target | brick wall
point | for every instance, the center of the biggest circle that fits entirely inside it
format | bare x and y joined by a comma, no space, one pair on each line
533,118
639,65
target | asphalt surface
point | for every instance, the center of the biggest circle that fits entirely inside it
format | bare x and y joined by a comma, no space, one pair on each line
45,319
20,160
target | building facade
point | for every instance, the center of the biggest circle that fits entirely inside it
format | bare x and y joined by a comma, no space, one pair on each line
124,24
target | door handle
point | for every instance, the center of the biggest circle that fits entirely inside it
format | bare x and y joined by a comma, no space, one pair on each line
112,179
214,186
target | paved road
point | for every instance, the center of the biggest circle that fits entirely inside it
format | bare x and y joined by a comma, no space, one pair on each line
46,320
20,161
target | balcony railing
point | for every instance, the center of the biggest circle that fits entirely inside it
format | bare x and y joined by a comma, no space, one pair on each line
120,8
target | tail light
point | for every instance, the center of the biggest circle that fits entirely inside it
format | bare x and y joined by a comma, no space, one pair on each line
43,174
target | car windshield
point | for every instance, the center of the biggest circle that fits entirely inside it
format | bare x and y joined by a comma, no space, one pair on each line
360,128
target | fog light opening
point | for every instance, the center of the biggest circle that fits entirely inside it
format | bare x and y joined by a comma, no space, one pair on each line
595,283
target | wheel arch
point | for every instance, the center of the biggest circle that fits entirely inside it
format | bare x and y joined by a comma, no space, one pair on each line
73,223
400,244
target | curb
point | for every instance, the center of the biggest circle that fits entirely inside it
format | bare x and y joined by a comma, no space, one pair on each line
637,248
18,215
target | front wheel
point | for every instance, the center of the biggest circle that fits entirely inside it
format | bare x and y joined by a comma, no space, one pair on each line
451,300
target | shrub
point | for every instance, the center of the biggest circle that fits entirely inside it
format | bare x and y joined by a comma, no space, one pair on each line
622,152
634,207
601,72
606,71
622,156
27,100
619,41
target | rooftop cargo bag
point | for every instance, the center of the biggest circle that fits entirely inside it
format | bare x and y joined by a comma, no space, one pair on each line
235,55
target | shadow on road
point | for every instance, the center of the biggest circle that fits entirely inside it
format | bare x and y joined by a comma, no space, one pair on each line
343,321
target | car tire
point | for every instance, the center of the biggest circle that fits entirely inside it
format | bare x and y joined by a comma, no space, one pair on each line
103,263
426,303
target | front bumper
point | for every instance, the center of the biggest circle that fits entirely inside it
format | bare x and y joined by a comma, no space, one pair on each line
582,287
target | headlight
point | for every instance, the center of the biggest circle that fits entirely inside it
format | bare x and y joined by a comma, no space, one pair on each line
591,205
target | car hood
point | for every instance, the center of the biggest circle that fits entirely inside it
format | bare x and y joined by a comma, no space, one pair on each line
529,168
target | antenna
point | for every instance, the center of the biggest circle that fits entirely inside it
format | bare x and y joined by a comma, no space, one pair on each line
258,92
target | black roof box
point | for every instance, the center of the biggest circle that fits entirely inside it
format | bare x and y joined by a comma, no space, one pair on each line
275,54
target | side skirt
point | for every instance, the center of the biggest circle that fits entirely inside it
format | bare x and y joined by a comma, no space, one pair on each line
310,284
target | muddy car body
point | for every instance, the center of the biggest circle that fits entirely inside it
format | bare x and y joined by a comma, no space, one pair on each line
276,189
▬▬▬▬▬▬
AIM> Rescale the entries starting with the line that contains "target | rooftop cargo bag" and going on through the last line of the entries, both ends included. Reproduce those lines and only those, requests included, with every x and y coordinate in the answers multiplied by 1.75 and rounded to the nearest whole number, halves rounded up.

FINISHED EXERCISE>
target | rooftop cargo bag
point | for every instance, the center of the biggest circle that fits entirely inside it
format | bare x and y joined by a comma, no space, one pair on each line
411,96
target | shadow on road
point | for every instance, the center of the biggest circle that fits entirely inside it
format | bare x and y joined by a comma, no space, one pair on each line
600,562
target | car tire
point | for every instance, the center of the biggest circle that fits entirely inside it
format | bare x and y joined by a comma, no space, one pair on each line
180,460
746,530
target | front bumper
point | for every instance, the center of the biggest circle that fits entirely inside it
format | bare x and y joined by a comma, no space, one pair on each line
1019,502
target | headlight
point | for every instance, the center of the biggest circle that fits entirely inside it
format | bare x and y joined by a comma, no space, one pair on each line
1034,359
target | car hood
point | for every instance, the center of the biggest circle that fits entirely inside it
format | bare x and y joined by a comma, no space, one pair on each line
926,294
target | antenna
point | for every instance, the center of the biggest circle that fits entirely inside it
format | bare x and y joined by a comma, no space, one pair on each line
452,161
target | black roof box
point | for every instance, the center of the biggest circle that fits entirely inside it
format | bare x and y joined by a comma, no space, one pair on each line
481,95
target | side skirt
point | for every instance, the center of the biggest circle that fits entirely inside it
format | bare x and y joined by a comma, no space, one pair on each line
543,497
target | muddy car body
point | for every instance, the center of the biggest circle that fits entirely inside it
format | bare x and y joined by a comma, no space, one pair on each line
483,331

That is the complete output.